__DATA EXCERPTS__
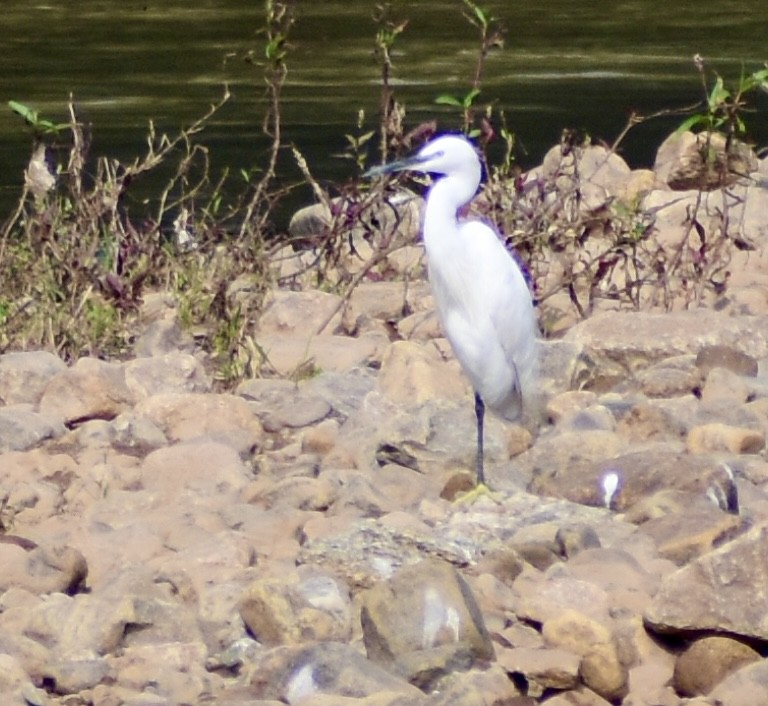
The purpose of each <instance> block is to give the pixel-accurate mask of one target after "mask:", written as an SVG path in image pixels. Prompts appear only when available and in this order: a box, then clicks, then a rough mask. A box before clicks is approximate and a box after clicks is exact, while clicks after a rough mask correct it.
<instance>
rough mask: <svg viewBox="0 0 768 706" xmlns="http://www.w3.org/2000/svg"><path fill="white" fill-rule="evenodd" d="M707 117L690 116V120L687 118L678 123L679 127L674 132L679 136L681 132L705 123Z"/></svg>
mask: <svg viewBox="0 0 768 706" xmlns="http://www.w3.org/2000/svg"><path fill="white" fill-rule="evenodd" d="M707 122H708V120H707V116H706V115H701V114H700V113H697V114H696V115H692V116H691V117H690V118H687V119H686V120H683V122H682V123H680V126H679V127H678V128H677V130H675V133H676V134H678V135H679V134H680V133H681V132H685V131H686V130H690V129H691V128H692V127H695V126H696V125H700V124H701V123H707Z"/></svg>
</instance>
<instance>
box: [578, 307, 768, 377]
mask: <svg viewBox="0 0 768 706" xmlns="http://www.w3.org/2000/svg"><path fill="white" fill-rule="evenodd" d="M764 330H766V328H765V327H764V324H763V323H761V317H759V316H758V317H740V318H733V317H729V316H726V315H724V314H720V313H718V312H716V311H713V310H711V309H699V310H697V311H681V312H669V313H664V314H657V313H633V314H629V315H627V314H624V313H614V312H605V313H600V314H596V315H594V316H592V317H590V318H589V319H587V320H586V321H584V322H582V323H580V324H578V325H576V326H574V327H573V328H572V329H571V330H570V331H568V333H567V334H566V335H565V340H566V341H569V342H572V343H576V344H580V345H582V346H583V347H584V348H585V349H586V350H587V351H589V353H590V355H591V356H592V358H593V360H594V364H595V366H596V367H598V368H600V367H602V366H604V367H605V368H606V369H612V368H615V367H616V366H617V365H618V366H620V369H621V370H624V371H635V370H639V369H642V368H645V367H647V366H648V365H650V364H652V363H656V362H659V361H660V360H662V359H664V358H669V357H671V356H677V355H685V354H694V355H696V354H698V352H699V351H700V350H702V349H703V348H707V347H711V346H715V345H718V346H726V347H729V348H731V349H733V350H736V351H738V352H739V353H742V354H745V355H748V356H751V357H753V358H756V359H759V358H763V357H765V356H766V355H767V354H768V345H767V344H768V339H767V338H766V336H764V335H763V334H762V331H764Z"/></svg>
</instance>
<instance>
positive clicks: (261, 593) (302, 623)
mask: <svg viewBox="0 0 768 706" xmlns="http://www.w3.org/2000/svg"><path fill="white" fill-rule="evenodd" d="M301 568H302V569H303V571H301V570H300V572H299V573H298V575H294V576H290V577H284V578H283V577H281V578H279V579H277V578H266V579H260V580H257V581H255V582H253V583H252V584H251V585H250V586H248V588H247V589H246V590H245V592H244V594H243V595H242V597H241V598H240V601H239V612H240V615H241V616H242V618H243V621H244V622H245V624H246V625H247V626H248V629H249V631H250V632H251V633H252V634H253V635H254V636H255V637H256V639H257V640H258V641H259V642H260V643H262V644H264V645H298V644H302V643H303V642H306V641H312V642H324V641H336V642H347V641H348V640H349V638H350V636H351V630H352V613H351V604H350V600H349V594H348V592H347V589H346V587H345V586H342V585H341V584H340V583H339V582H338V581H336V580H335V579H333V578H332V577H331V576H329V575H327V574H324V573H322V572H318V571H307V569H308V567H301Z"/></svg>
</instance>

__GOAL OF THE EXERCISE__
Every line above needs to be written out again as it stands. Pictures do not belong in the copy.

__EXERCISE RESULT__
The purpose of each <instance> block is to give the pixel-accurate mask of one target after "mask:", written as an SVG path in image pixels. Prompts appear only when available and in this order: a box, then clicks, then a rough mask. A box before clicks is approximate and a box after clicks is exact, while clicks after a rough mask correct it.
<instance>
rough mask: <svg viewBox="0 0 768 706" xmlns="http://www.w3.org/2000/svg"><path fill="white" fill-rule="evenodd" d="M707 117L690 116V120L687 118L678 123L679 127L674 132L679 136L681 132L705 123Z"/></svg>
mask: <svg viewBox="0 0 768 706" xmlns="http://www.w3.org/2000/svg"><path fill="white" fill-rule="evenodd" d="M707 122H708V120H707V116H706V115H701V114H700V113H697V114H696V115H692V116H691V117H690V118H687V119H686V120H683V122H682V123H680V126H679V127H678V128H677V130H675V133H676V134H678V135H679V134H680V133H681V132H685V131H686V130H690V129H691V128H692V127H695V126H696V125H700V124H701V123H707Z"/></svg>
</instance>
<instance>
box: [578, 307, 768, 377]
mask: <svg viewBox="0 0 768 706" xmlns="http://www.w3.org/2000/svg"><path fill="white" fill-rule="evenodd" d="M764 330H766V328H765V327H764V324H763V323H761V317H759V316H758V317H740V318H733V317H729V316H726V315H724V314H720V313H718V312H716V311H713V310H711V309H699V310H697V311H681V312H669V313H664V314H657V313H633V314H629V315H627V314H624V313H614V312H605V313H600V314H596V315H594V316H592V317H590V318H589V319H587V320H586V321H584V322H582V323H580V324H578V325H576V326H574V327H573V328H572V329H571V330H570V331H568V333H567V334H566V335H565V340H566V341H569V342H572V343H576V344H580V345H582V346H583V347H584V348H585V349H586V350H587V351H589V353H590V355H591V356H592V358H593V360H594V364H595V366H596V367H598V368H600V367H602V366H604V367H605V368H606V369H612V368H615V367H616V366H617V365H618V366H620V369H621V370H624V371H635V370H639V369H642V368H645V367H647V366H648V365H650V364H652V363H656V362H659V361H660V360H662V359H664V358H669V357H671V356H677V355H685V354H694V355H696V354H698V352H699V351H700V350H702V349H703V348H707V347H711V346H715V345H718V346H726V347H729V348H731V349H733V350H736V351H738V352H739V353H742V354H745V355H748V356H751V357H753V358H756V359H759V358H763V357H765V356H766V355H767V354H768V345H767V344H768V339H767V338H766V336H764V335H763V334H762V331H764Z"/></svg>
</instance>
<instance>
positive clicks: (261, 593) (302, 623)
mask: <svg viewBox="0 0 768 706" xmlns="http://www.w3.org/2000/svg"><path fill="white" fill-rule="evenodd" d="M301 568H302V569H303V571H301V570H300V572H299V573H298V575H294V576H290V577H284V578H283V577H281V578H279V579H277V578H266V579H260V580H257V581H255V582H253V583H252V584H251V585H250V586H248V588H247V589H246V590H245V592H244V594H243V595H242V597H241V598H240V601H239V612H240V615H241V616H242V618H243V621H244V622H245V624H246V625H247V626H248V629H249V631H250V632H251V633H252V634H253V635H254V636H255V637H256V639H257V640H258V641H259V642H260V643H262V644H264V645H298V644H302V643H303V642H306V641H312V642H324V641H336V642H347V641H348V640H349V638H350V636H351V630H352V613H351V604H350V600H349V594H348V592H347V589H346V587H345V586H342V585H341V584H340V583H339V582H338V581H336V580H335V579H333V578H332V577H331V576H329V575H327V574H324V573H322V572H318V571H307V569H308V567H301Z"/></svg>
</instance>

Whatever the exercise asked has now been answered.